**Document segment**.
— BEGIN —
Your Gamer Motivation Profile might know more about your gaming style than you do

by: Randy -
More On: The Elder Scrolls V: Skyrim The Witcher 3: Wild Hunt

Want to know what type of gamer you really are, what motivates you psychologically? I'm not talking about "are you hardcore or casual." I'm talking about what makes up your psych eval. The Quantic Lab can clear up that picture for you.

I've been writing critically about games for 12 or 13 years now. I've had some time to examine not only what makes me a gamer, but what makes up the gamer in me. And yet it was an eye opener for me to take this quick survey and see how poignant my wants are from a video game.

According to my survey, I'm "Calm, Sponteneous, Relaxed, Independent, and Deeply Immersed." Those traits don't sound too far off from the type of human being I am in real life, too. But it's interesting to see that I don't necessarily take on much of an alter-ego when I'm in a video game. In other words, there's not much separation between how I behave in real life and how I behave in games (within reason, of course—we're still talking about video games here, so don't get it twisted). If there's the binary option to do good or do evil, I'm probably going to rally the community together to save the orphanage before I'll kick the dog because I'm grumpy. This isn't something the survey makes explicit. It's something the survey simply infers about me.

My inherent need for immersion easily explains why I lose entire chunks of my life to games like Skyrim and, more recently, The Witcher 3. Single-player, first- or third-person role-playing games are my bread and butter. I'm not worried about the score or trophies. I don't need leaderboards and online chatrooms. I have more interest in quiet, thoughtful gaming moments than in flashbang grenades and destructible environments. (Not that those aren't cool. But they don't motivate me.) But give me that story. Give me that character. Give me ways to get into all of that. You're looking at the adult profile of a kid that grew up rolling 20-sided dice in the school library. Everything you see above makes sense to me.
— END —
**What you should do**.
Copy the passage of the gamer motivation article starting at "I've been writing" and ending at "from a video game.".

**Supplied information**.
— BEGIN —
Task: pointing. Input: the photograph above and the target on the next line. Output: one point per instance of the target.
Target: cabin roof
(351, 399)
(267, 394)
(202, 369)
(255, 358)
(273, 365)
— END —
**Exercise solution**.
I've been writing critically about games for 12 or 13 years now. I've had some time to examine not only what makes me a gamer, but what makes up the gamer in me. And yet it was an eye opener for me to take this quick survey and see how poignant my wants are from a video game.